A implantação da República é o ponto de chegada de um longo processo de degradação da monarquia, com variados aspectos que não interessam para aqui, como a discussão das vantagens de um regime sobre o outro. Jorge Miranda resume-o dizendo que a diferença entre os dois regimes é grande se se trata de uma monarquia absoluta, mas entre uma monarquia constitucional e o regime republicano a diferença reside quase só na figura pública do rei e do presidente, cargo que no primeiro caso está reservado a uma família e no segundo é aberto a todos os cidadãos e, nesse aspecto, mais democrático. Neste lugar pretendo unicamente recordar alguns princípios gerais sobre a presença dos cristãos na vida pública e as relações instituições da Igreja com qualquer regime político legítimo, e que a mudança de regime pôs em relevo.
········
[Tarefa escrita 1]: Copia sem alterações os registos, desde o início até à linha que contém "57L158 56L164 49L165", incluindo essa linha.

Itens de marcação de regiões:
········
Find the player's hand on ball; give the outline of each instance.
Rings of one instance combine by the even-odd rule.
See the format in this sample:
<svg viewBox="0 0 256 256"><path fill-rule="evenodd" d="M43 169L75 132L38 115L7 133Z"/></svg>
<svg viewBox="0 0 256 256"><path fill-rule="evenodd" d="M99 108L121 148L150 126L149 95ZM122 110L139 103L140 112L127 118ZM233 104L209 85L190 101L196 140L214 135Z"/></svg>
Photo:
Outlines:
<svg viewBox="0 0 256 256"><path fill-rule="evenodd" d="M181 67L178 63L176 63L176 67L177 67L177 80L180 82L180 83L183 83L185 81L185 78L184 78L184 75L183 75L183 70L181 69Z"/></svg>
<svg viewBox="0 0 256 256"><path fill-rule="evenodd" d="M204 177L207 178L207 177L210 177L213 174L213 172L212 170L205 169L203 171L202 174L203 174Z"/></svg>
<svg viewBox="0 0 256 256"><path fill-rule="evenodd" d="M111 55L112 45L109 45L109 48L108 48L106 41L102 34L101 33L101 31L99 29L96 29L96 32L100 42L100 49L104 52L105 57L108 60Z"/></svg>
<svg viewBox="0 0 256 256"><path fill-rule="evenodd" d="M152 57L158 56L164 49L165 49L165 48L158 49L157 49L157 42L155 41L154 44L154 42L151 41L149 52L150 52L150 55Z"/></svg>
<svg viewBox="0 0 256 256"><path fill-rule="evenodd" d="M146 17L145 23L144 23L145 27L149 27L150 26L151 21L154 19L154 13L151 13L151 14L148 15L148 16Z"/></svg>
········
[Tarefa escrita 2]: No bloco de texto sobre a implantação da República, a quem está aberto o cargo de presidente no regime republicano?

[Resultado 1]:
Find the player's hand on ball; give the outline of each instance.
Rings of one instance combine by the even-odd rule.
See the format in this sample:
<svg viewBox="0 0 256 256"><path fill-rule="evenodd" d="M43 169L75 132L38 115L7 133Z"/></svg>
<svg viewBox="0 0 256 256"><path fill-rule="evenodd" d="M99 108L121 148L150 126L149 95ZM122 110L139 103L140 112L127 118ZM233 104L209 85L190 101L196 140L214 135Z"/></svg>
Photo:
Outlines:
<svg viewBox="0 0 256 256"><path fill-rule="evenodd" d="M181 67L178 63L176 63L176 67L177 67L177 80L180 82L180 83L183 83L185 81L185 78L184 78L184 75L183 75L183 70L181 69Z"/></svg>
<svg viewBox="0 0 256 256"><path fill-rule="evenodd" d="M204 177L207 178L207 177L210 177L213 174L213 172L212 170L205 169L203 171L202 174L203 174Z"/></svg>
<svg viewBox="0 0 256 256"><path fill-rule="evenodd" d="M111 55L112 45L109 45L109 48L108 48L106 41L102 34L101 33L101 31L99 29L96 29L96 32L100 42L100 49L104 52L105 57L108 60Z"/></svg>
<svg viewBox="0 0 256 256"><path fill-rule="evenodd" d="M152 57L158 56L164 49L165 49L165 48L158 49L157 49L157 42L155 41L154 44L154 42L151 41L149 52L150 52L150 55Z"/></svg>

[Resultado 2]: Está aberto a todos os cidadãos.